[Recorded data]
# # # #
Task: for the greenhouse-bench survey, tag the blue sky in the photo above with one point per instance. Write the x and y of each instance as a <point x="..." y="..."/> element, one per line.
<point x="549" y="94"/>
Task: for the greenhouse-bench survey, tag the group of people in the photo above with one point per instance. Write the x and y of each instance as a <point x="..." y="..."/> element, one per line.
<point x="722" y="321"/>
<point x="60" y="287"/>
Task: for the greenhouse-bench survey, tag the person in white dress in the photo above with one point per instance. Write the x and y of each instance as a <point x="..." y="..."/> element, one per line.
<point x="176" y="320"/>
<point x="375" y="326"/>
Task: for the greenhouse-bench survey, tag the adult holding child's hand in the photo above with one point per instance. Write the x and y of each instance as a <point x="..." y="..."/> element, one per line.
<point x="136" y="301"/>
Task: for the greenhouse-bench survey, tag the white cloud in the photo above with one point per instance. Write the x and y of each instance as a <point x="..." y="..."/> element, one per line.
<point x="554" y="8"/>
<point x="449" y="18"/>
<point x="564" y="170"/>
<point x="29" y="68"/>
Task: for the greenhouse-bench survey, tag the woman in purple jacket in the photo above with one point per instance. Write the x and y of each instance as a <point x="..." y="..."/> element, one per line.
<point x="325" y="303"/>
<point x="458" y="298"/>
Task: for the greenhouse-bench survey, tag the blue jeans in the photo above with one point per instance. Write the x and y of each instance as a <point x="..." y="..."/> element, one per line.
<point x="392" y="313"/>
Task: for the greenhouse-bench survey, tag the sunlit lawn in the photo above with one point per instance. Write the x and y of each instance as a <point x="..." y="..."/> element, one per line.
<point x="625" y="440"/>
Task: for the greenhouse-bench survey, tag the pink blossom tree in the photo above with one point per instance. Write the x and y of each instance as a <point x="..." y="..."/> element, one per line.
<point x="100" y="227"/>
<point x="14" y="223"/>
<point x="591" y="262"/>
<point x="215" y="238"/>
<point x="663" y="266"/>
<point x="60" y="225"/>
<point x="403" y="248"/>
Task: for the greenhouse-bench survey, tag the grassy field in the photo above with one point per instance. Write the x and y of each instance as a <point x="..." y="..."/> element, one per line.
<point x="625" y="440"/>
# # # #
▶ [Your task]
Print the records again in full, exactly as they appear above.

▶ [Result of this exercise]
Task: for the greenhouse-bench survey, tag the blue sky in the photo above with one point per instance. Write the x and y of each instance as a <point x="..." y="..."/> element, one per line.
<point x="549" y="94"/>
Task: for the greenhouse-bench survey, tag the group of people in the photo above with one point per instance. Write the x and y of each instance as a <point x="..." y="..."/> element, one per line.
<point x="722" y="321"/>
<point x="60" y="287"/>
Task: for the greenhouse-bench survey, tag the person in white dress in the photo above with one point per instance. Write the x and y of each instance as a <point x="..." y="..."/> element, one per line.
<point x="176" y="320"/>
<point x="375" y="326"/>
Task: for the greenhouse-bench survey, tag the adult holding child's hand in the photo above with one point per instance. Write the x and y of each instance as a <point x="..." y="..."/> element, one per line.
<point x="136" y="301"/>
Task: for the greenhouse-bench survey, tag the white cloud in the photo above with one point per instance. Write the x and y of each instance as a <point x="..." y="..."/> element, one per line.
<point x="554" y="8"/>
<point x="449" y="18"/>
<point x="564" y="170"/>
<point x="29" y="68"/>
Task: for the greenhouse-bench survey, tag the woman in purple jacket in the photo above with one point per instance. Write the x and y of each instance as a <point x="..." y="..."/> element, one per line.
<point x="325" y="303"/>
<point x="458" y="298"/>
Task: for the greenhouse-bench survey, tag the blue jeans in the photo above with one point per instance. Write the x and y of each instance as a <point x="..." y="..."/> element, one per line.
<point x="392" y="313"/>
Task: for the greenhouse-bench survey, tag the sunlit lawn in the photo above with one point per instance. Write the x and y of each instance as a <point x="..." y="..."/> element, one per line.
<point x="625" y="440"/>
Task: for the greenhouse-bench survey, tag the pink blossom tree in the photo above with one point per instance. Write the x and y of each instance as a <point x="..." y="..."/> element, one per line.
<point x="100" y="227"/>
<point x="14" y="223"/>
<point x="591" y="262"/>
<point x="215" y="238"/>
<point x="663" y="266"/>
<point x="60" y="225"/>
<point x="403" y="248"/>
Task: for the greenhouse-bench survey, tag the grassy field in the photo above with one point per instance. Write the x and y of each instance as a <point x="..." y="..."/> element, one per line.
<point x="625" y="440"/>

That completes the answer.